So, please don’t start shouting at us, making rude remarks about how careless or less attentive we are. This makes us feel bad, makes us ruminate about ‘What have we done wrong?’ and drains our cognitive resources in a way that eventually hurts our performance or even causes us to do unintentional harm.
Parents should and can express their concerns about treatment, and if they think it’s poor care, they should tell this to the medical team. If this doesn’t help, they can talk to their superiors, and if this doesn’t help, they can ask to go and get the treatment in another facility. The problem is that many times it’s not poor care, but mainly frustration on behalf of the parents because their infant is really sick and doing badly despite all the treatments given to him or her.
Parents need to have some trust and faith in the team taking care of their baby in order not to lose hope, which is so important for them, and us too. Parents should ask questions, should learn and read about their infant’s condition, and should inquire about the diagnosis and possible other treatments. But at a certain [point] they need to have some trust and confidence in us as medical team members, coming days and nights to do our best for their babies.
Being rude simply doesn’t help and might actually cause the opposite by distracting us and disturbing us from doing our best.
I have worked with many parents over the years and those that had a positive attitude to all that was happening, despite all the stress and hard times they were going through, coped much better than other parents. I believe that this attitude gave them hope, which is so important in tough times. I think they may have also been more open to the support we are willing and trying as best as we can to give to all the parents of the sick infants and preemies we’re taking care of.
By highlighting the impact that adverse social contexts may have on team-level [collaboration], our findings provide the foundation for a wide range of interventions aimed at enhancing patient safety. Our results suggest that instituting protocols and procedures aimed at bolstering the defenses of medical teams to the cognitive distraction and drain elicited by rudeness can help mitigate the devastating consequences of these events, even when they can’t be prevented.
Teaching physicians and other health workers to talk nicely, gently and politely with parents is no less important than the medical treatment we provide. I recall my first lesson in neonatology as a resident. The director of our NICU then, the late Dr. Berger, taught me. We went to talk to a mother after a delivery. The mother was very stressed and frustrated even though her baby was improving. Then Dr. Berger sat with me and told me her insights about how mothers feel after delivery, and how we need to talk to them and support them. She told me this was my first lesson in pediatrics and in neonatology—How to talk to a mother—and it was more important than any other lesson I’d learn.

---

◆ YOUR ASSIGNMENT
Rewrite the passage on parents and neonatal care between "Teaching physicians and" and "lesson I’d learn.", inclusive, replacing "resident" with "fellow".

◆ RECORD EXCERPTS
---

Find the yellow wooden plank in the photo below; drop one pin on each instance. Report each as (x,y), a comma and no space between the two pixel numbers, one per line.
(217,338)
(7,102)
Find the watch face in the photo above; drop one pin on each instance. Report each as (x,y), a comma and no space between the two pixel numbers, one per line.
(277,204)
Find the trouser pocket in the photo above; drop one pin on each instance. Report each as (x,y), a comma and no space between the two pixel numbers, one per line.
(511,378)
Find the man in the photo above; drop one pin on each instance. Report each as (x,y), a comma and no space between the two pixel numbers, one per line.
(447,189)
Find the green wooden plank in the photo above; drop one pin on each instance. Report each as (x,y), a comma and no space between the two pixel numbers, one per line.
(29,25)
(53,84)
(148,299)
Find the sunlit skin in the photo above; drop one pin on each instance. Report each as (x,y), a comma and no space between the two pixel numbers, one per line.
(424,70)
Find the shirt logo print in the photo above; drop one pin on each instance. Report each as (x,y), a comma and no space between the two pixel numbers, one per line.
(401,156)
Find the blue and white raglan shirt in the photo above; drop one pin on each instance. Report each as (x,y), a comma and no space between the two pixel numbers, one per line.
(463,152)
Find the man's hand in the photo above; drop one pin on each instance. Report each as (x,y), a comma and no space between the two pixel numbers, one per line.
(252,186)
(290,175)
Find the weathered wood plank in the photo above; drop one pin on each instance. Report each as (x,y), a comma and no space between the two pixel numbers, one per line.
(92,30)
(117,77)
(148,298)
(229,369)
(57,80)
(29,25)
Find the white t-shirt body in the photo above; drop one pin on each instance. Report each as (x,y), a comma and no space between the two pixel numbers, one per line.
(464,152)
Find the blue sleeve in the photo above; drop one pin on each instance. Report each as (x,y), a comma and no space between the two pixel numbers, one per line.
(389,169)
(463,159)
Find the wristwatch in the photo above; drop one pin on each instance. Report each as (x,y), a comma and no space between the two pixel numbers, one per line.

---

◆ TASK RESPONSE
Teaching physicians and other health workers to talk nicely, gently and politely with parents is no less important than the medical treatment we provide. I recall my first lesson in neonatology as a fellow. The director of our NICU then, the late Dr. Berger, taught me. We went to talk to a mother after a delivery. The mother was very stressed and frustrated even though her baby was improving. Then Dr. Berger sat with me and told me her insights about how mothers feel after delivery, and how we need to talk to them and support them. She told me this was my first lesson in pediatrics and in neonatology—How to talk to a mother—and it was more important than any other lesson I’d learn.